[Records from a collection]
-- Opening Marker --

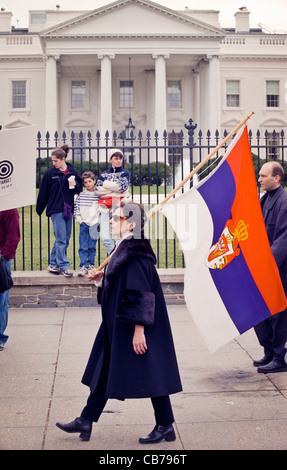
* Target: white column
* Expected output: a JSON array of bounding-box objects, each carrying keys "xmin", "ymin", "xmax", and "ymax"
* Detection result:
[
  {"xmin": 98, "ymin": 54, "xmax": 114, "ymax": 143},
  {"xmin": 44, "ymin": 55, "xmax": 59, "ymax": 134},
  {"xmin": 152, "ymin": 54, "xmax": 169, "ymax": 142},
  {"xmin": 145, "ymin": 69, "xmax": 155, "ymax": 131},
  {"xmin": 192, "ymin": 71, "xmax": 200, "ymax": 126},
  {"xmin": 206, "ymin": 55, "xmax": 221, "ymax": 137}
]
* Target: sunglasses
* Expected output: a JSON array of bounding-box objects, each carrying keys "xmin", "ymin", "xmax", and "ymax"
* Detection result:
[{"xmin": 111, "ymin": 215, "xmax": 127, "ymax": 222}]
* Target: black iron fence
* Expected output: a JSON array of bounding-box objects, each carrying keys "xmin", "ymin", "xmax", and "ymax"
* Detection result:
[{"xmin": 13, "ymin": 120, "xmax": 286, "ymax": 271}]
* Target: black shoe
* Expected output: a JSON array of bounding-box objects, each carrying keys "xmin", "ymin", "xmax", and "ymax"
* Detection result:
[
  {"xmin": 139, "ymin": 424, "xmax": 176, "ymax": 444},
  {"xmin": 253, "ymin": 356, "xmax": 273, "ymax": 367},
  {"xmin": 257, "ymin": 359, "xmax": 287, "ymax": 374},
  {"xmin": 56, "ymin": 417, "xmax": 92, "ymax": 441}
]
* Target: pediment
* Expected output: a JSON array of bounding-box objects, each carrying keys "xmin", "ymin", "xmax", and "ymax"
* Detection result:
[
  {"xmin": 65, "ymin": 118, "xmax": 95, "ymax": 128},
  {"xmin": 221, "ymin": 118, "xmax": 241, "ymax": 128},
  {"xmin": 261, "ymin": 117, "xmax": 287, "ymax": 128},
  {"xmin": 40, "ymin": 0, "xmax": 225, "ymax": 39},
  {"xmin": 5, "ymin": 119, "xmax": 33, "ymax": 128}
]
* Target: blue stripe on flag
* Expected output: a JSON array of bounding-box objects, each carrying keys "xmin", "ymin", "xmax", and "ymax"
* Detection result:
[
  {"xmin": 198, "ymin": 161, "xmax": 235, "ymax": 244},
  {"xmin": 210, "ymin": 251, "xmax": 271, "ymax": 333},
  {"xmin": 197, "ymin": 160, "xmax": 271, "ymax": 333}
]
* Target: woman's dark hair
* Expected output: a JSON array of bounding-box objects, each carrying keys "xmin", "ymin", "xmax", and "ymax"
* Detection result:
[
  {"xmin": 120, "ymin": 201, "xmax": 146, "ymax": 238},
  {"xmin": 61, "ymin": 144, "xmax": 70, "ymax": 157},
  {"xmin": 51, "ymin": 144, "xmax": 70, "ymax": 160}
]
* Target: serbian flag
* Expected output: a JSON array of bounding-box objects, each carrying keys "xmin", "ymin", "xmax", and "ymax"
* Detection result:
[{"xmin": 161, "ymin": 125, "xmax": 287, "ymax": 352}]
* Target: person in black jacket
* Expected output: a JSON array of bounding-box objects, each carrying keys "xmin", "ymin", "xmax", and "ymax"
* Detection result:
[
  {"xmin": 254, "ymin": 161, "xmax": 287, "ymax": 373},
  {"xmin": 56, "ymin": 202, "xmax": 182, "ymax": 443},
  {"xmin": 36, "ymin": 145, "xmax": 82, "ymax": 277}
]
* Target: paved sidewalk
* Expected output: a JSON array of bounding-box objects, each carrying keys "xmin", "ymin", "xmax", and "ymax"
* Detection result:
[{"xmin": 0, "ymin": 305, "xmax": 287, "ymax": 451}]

-- Closing Marker --
-- Opening Marker --

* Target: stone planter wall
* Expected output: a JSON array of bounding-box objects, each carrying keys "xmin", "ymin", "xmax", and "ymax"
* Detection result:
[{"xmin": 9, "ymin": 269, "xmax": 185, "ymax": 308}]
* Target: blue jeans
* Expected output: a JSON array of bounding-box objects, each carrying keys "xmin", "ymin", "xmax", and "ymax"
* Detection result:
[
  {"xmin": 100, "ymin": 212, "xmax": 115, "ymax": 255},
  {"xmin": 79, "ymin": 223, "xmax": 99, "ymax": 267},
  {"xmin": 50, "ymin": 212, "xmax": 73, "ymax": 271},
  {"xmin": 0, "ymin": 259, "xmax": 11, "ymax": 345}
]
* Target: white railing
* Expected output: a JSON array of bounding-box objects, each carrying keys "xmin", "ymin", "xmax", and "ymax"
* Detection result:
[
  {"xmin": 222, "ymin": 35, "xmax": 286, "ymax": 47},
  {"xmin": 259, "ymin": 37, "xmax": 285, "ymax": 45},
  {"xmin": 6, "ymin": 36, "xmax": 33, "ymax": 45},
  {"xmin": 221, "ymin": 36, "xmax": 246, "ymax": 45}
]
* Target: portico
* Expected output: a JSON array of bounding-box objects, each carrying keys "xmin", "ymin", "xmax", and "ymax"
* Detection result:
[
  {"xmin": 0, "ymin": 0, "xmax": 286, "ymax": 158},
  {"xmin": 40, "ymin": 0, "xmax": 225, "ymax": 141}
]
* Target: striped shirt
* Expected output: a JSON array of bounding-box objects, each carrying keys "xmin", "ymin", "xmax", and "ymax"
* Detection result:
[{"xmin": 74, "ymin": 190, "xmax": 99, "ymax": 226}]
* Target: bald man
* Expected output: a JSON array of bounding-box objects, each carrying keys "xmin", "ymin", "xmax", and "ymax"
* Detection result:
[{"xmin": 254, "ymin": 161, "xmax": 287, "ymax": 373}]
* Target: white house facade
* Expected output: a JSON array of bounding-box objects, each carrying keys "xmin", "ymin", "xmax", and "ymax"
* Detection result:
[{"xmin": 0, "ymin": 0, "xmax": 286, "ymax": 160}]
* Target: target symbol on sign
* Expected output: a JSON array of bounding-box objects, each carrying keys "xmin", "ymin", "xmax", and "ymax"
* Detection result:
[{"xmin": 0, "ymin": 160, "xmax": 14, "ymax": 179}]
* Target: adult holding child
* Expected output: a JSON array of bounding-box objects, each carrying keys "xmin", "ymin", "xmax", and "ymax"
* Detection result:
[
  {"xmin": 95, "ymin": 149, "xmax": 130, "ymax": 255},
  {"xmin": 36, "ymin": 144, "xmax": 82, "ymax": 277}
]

-- Closing Marker --

- YOUR ASSIGNMENT -
As you read the records above, find each line that contains "black" and copy it.

- ANSWER BOX -
* Target: black iron fence
* Target: black shoe
* Target: person in black jacket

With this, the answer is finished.